**Brief 1:** In the passage on co-requisite remediation, what percentage of TBR students who began in developmental instruction completed a credit-bearing mathematics class within an academic year?
**Brief 2:** Reproduce word for word the section of the passage on co-requisite remediation starting at "The implication is" and ending at "and local coincidences.".
══ Provided text ══
Some of us perceive “co-requisite remediation” as a risk to mathematics education because the model is based on a perceived lack of benefits from stand-alone remedial courses.  I believe that we also have additional reasons to be concerned.

I’ve written previously on academic research on the actual benefits of stand-alone remedial courses, including http://www.devmathrevival.net/?p=2541.  This does not mean that all developmental math courses provide benefits for all students; the data does mean that passing developmental math courses provides benefits in that later performance is greater than would be predicted for the abilities of the student at the onset.

The people and groups advocating co-requisite remediation (aka ‘mainstreaming’) do not use academic research to justify the approach.  Almost all data shared publicly in their efforts is demographic in nature and framed in a way that can only support what they want us to see, just like a graph with a scale chosen so that the results are skewed in the chosen direction.  I want to ignore this dishonesty issue, and move on to matters of substance.

Issue Number 1:  No Problem Being Solved
The advocates start with statements such as the following [TBR is Tennessee Board of Regents]:

Prior to 2014, more than 60 percent of TBR’s students system-wide began college needing remediation in math, reading and/or writing. In response, faculty across the system paid significant attention over the last decade to improving the effectiveness of developmental education. Schools implemented and developed nationally acclaimed models around modularization, computer-aided instruction and personalized learning support rather than traditional developmental instruction.
Despite all of this effort, while more students were completing their developmental work, credit-bearing classes were another matter. Overall, only 12.3 percent of the students who began in developmental instruction completed a credit-bearing mathematics class within an academic year, and 30.9 percent completed a credit-bearing writing class. Something had to change.

[See https://higheredtoday.org/2015/10/21/reimagining-remediation-in-tennessee/]

The implication is that the 12.3% rate is the problem being addressed.  This rate is the result of several factors: number of developmental math courses for each student; quality of those courses; quality of the faculty; institutional support for dev math; appropriateness of the math prerequisite of the college math course; quality of the college math course; advising about college math; quality of the college math faculty; institutional support for the college math course, etc.  The solution blames the ‘problem’ on the first set as a single factor, called ‘developmental math’.  As we know, an ill-defined ‘problem’ will not lead to scientific progress … progress will be luck and local coincidences.

Issue Number 2:  Ignoring Student Differences
By placing the blame on an ill-defined ‘developmental mathematics’, the advocates place all students in the same treatment.  Developmental mathematics courses can range from arithmetic to intermediate algebra; in our grade-level fixation, this corresponds to 4 to 6 different grade levels … can one treatment provide success for all of these students?

I’ve previously published this chart, which provides a more scientific method of matching the new treatment to students.
═══
══ Available data ══
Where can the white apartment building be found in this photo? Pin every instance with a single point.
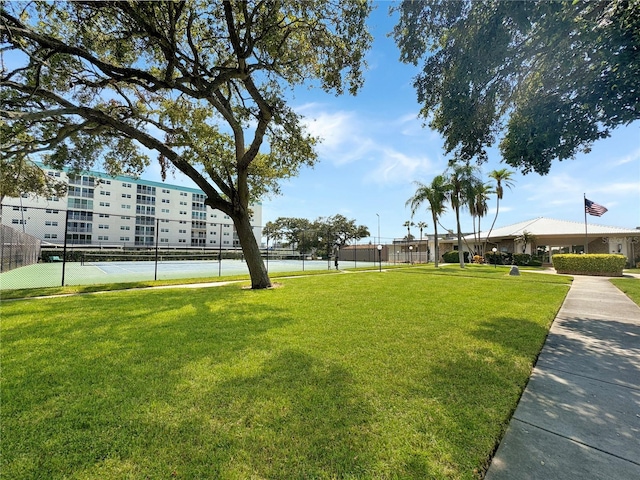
═══
**Correct output 1:** 12.3 percent

**Correct output 2:**
The implication is that the 12.3% rate is the problem being addressed.  This rate is the result of several factors: number of developmental math courses for each student; quality of those courses; quality of the faculty; institutional support for dev math; appropriateness of the math prerequisite of the college math course; quality of the college math course; advising about college math; quality of the college math faculty; institutional support for the college math course, etc.  The solution blames the ‘problem’ on the first set as a single factor, called ‘developmental math’.  As we know, an ill-defined ‘problem’ will not lead to scientific progress … progress will be luck and local coincidences.